■ **TO DO**
Using the comment responses below, answer each question in a short phrase:
(a) Under the response to Comment 13, what non-commercial measure will also help to relieve fishing pressure on the stocks?
(b) Which non-commercial vessels does the final rule exempt from the Federal vessel marking requirements?
(c) How much time per year does NMFS estimate for completing non-commercial permit applications?

■ **DOCUMENT**
════════

Comment 13: The TAC should be used to manage the commercial fleet, and the non-commercial fishery should be managed only through bag limits.

Response: NMFS has determined that a TAC for both the commercial and non-commercial fleet is the most effective way to ensure that bottomfish stocks do not continue to experience overfishing. Non-commercial bag limits will also help to relieve fishing pressure on the stocks. The effect of these measures will be monitored and adjustments made in the future, if necessary.

Comment 14: Non-commercial and commercial vessels should use different colors for vessel marking to make enforcement easier.

Response: The final rule establishes requirements for non-commercial bottomfish fishing, while current State regulations continue to apply to commercial fishing. Because the State already has requirements for the identification of bottomfish vessels, this final rule will exempt non-commercial vessels that are compliant with State's vessel marking requirements from the Federal requirements. Special color-coding of vessel markings to facilitate the identification of bottomfish vessels is a good idea, and NMFS will raise the idea with enforcement officials for consideration in future rulemakings.

Comment 15: The reporting requirement should be voluntary due to the financial burden that mandatory reporting would impose.

Response: Permits and reporting are essential to ensure that accurate and complete information about non-commercial bottomfish fishing is collected for the purposes of setting an appropriate TAC on an annual basis. NMFS estimates that the time burden for completing non-commercial permit applications to be 30 minutes per year, and 20 minutes for reporting catch and effort information in the logbooks after each fishing trip. The logbooks are free to fishermen, and the reporting cost is limited to mailing the reports to NMFS. The permit will cost less than $80 (probably in the range $25-40), and NMFS determined the costs associated with permitting and reporting are nominal.

════════

■ **DATASET ENTRIES**
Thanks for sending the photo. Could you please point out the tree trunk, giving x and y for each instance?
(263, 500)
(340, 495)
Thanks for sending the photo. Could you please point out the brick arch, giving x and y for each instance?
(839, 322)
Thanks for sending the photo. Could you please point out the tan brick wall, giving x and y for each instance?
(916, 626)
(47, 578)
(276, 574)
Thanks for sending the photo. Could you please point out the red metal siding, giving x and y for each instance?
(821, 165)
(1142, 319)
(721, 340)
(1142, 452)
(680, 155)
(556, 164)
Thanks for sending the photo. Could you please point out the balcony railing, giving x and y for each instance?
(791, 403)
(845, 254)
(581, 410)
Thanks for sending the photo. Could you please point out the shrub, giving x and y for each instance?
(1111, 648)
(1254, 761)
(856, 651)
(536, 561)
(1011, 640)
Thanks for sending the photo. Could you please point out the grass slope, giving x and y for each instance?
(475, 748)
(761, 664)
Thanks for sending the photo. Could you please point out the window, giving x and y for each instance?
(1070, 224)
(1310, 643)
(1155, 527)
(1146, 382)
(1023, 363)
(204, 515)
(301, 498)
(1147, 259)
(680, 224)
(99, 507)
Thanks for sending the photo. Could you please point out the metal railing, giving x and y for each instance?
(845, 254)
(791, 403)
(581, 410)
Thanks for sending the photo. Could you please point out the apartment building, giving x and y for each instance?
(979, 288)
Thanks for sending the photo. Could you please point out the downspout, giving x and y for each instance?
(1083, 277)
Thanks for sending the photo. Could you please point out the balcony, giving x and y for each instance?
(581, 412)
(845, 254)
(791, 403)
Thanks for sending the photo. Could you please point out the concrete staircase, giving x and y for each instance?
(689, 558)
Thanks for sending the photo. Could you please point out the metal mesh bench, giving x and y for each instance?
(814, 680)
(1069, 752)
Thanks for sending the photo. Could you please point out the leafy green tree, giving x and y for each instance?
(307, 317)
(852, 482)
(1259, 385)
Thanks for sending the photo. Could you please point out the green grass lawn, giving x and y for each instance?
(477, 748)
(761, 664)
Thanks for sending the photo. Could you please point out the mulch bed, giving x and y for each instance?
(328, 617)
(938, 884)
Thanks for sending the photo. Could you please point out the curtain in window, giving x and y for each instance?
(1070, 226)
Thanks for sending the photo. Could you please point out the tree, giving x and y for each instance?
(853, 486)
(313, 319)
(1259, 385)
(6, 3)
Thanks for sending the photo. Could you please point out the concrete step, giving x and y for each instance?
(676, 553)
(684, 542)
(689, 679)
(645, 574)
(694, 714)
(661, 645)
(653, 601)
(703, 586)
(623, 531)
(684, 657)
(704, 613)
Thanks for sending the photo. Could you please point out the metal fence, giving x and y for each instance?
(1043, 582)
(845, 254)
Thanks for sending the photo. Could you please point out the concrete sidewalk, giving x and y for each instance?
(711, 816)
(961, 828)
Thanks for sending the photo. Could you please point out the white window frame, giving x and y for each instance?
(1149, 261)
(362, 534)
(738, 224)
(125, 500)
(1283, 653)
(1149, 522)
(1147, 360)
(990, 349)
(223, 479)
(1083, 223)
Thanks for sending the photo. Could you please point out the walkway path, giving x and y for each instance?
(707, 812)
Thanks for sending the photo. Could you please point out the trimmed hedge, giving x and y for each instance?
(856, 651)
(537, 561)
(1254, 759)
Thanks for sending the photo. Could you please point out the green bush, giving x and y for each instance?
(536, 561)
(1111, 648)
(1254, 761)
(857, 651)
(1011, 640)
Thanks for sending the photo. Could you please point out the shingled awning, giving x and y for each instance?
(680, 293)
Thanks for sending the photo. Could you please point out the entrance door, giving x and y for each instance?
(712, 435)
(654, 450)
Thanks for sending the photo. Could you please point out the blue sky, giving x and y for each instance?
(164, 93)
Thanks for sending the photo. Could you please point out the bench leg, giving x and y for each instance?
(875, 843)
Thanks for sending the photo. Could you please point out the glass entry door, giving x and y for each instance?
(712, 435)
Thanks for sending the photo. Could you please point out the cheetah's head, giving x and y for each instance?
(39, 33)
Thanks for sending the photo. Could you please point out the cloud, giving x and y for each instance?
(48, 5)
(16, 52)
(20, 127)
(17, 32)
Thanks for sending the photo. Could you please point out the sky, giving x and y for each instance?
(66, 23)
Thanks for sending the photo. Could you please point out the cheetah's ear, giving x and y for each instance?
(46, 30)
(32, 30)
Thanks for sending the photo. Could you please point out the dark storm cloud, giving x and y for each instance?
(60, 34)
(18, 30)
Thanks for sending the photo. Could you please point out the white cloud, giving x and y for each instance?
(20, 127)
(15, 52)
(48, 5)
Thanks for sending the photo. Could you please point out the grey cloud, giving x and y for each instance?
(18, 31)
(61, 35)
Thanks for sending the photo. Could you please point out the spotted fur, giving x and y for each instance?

════════

■ **EXPECTED ANSWER**
(a) Non-commercial bag limits.
(b) Non-commercial vessels that comply with the State's vessel marking requirements.
(c) 30 minutes per year.